### Document segment ###
I'm afraid we have years of fun yet to be had with the Columbia River Crossing.
March 18, 2010
The Tribune is reporting that Fred Hansen will leave TriMet this summer when his current contract ends.
This leaves me with three thoughts:
- Obviously Fred has had a tremendous and overwhelmingly positive impact on the region.
- For those of us who worry that TriMet's agenda has become overbalanced toward Light Rail at the expense of local bus service, this would be a key opportunity to re-align the agenda.
- For the life of me I can't figure out where the community would exert pressure on the process to try to push for that modified agenda.
Maybe Portland will wind up looking like this.
Sanyo has built a series of solar-powered e-Bike charging stations around Tokyo.
Locally, they've donated an e-Bike to the Mayor and have suggested piloting a solar charging station.
March 17, 2010
I'll admit that when I saw this list of "10 essential transportation blogs" that my ego was big enough that I scanned the list to see if we were listed.
I take some consolation from the fact that none of the entries are specific to a given geographic location, so it may not be the quality of content that kept us off...
Still, it's a pretty good list!
I think the video (from the Stop the CRC coalition) speaks for itself:
March 16, 2010
Of the Oregonian:
I am befuddled by your editorial's skepticism at the synergy between the Bureau of Environmental Services' "green streets" program and bicycle boulevards ("Sewer money for bikeways: Does it pass the smell test?" March 15).
We are under a mandate from the federal government to better manage our stormwater. We have several ways we can do this:
1) Build expensive pipes underground. 2) Create green streets that manage runoff with bioswales and other treatments that improve our streetscapes at the same time. 3) Create those green streets strategically so that they also define and protect safe and comfortable bicycle boulevards.
Seems like a no-brainer to me.
Of course we need to be vigilant that sewer rate dollars are spent on water quality. But I'd be upset if the City Council were not looking for every way possible to make sure that each dollar spent is delivering as many different benefits as possible. Our tax and rate dollars are too precious to do otherwise.
We should be congratulating the City Council for this "twofer," not chiding it.
Appearing in the paper and online today.
March 15, 2010
I'm afraid I'm not very prolific right now. I'm serving on the City of Portland's Budget Advisory Committee and we have work sessions sprinkled over the next several weeks. Coupled with Portland Plan activities, I'm a little stretched...
So please excuse the lower output for the next little bit.
March 12, 2010
The annual Rail~Volution conference, founded in Portland, is coming back home this year from October 18-21.
###
* [Exercise task 1]:
Answer these about the transportation blog posts:
(a) According to the Tribune, when will Fred Hansen leave TriMet?
(b) What has Sanyo built around Tokyo?
(c) On what dates will the Rail~Volution conference take place this year?
* [Exercise task 2]:
Please pick up the transportation blog posts after their last sentence, the one announcing the Rail~Volution conference, and keep writing them.
### Given data ###
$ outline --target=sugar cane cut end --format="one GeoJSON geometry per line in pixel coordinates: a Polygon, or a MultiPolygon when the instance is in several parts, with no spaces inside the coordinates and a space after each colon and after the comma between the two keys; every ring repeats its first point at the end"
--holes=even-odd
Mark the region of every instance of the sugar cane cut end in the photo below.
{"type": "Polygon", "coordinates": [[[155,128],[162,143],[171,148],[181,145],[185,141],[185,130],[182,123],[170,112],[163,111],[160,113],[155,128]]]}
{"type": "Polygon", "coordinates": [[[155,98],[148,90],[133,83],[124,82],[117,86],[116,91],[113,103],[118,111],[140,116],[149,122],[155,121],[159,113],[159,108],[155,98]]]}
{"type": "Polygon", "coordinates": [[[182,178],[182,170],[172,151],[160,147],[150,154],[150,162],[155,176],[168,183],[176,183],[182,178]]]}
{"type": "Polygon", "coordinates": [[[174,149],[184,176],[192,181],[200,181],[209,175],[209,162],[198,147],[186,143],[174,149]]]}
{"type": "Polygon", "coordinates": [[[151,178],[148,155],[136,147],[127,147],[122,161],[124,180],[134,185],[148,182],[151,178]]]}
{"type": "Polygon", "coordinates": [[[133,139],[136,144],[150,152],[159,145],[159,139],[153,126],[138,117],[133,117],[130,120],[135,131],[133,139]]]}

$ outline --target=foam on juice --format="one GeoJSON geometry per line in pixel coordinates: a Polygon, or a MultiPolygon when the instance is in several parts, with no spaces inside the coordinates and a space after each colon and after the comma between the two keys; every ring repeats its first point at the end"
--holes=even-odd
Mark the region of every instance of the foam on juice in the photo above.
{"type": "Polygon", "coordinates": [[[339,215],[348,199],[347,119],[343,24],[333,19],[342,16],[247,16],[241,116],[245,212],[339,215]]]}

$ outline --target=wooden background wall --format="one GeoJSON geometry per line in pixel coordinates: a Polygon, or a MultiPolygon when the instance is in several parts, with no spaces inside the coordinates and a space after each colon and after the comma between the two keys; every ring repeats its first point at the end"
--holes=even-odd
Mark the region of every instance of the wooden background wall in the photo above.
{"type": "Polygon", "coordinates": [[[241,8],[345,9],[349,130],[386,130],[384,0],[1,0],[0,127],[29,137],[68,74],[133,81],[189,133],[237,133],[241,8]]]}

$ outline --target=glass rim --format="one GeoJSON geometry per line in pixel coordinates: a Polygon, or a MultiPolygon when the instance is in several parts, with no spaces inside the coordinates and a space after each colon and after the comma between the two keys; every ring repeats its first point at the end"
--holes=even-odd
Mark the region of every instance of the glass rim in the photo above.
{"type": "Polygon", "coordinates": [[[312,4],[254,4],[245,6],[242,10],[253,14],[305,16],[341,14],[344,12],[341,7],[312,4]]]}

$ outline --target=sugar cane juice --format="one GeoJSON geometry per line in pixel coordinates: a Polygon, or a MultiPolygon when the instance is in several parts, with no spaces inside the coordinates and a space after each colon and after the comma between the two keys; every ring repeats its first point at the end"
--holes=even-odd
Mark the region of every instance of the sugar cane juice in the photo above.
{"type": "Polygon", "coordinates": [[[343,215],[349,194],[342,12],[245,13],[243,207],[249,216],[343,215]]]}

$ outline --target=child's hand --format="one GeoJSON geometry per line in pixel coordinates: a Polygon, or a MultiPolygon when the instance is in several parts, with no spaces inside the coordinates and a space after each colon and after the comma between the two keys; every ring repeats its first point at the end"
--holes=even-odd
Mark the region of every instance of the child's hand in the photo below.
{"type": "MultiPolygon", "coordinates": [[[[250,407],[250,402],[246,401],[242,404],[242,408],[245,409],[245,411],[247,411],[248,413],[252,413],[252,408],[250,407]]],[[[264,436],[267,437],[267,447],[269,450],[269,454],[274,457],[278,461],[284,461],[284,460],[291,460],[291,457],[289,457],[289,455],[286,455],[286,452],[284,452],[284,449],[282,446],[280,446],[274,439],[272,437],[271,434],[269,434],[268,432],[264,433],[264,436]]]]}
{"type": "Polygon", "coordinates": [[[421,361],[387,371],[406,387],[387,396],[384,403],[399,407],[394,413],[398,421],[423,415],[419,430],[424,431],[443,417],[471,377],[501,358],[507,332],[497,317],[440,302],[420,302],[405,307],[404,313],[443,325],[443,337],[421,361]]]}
###
* [Expected answer 1]:
(a) This summer, when his current contract ends.
(b) A series of solar-powered e-Bike charging stations.
(c) October 18-21.

* [Expected answer 2]:
Would you like to contribute to a conference presentation? The call for proposals is out:
Rail~Volution is a conference for passionate practitioners - people from all perspectives who believe in the role of land use and transit as equal partners in the quest for greater livability and greater communities.
Never before has Rail~Volution's mission of building livable communities with transit aligned so perfectly with the federal agenda. Thanks to President Obama's commitment to creating sustainable communities, we truly have the opportunity to work in partnership with policy makers at all levels to grow more livable places -- regardless of their size, shape, demographics, locations, or economies. These ground-breaking partnerships are setting the stage for the next decade at all levels, with commitments to transit resources, renewable energy, climate change, and sustainable housing and communities.
The success of the conference depends on the quality and diversity of presentations. Help enliven the discussion! Give us your ideas now!
Proposal Deadline: March 31, 2010.
This year's program includes three conference tracks, each with suggested topics for discussion. We are asking that you identify the track that best fits your proposal ideas.
The 2010 Conference tracks are:
- Core Sessions: An in-depth introduction to the principles that are the foundation for creating livable communities that respond to our economic, energy and environmental challenges.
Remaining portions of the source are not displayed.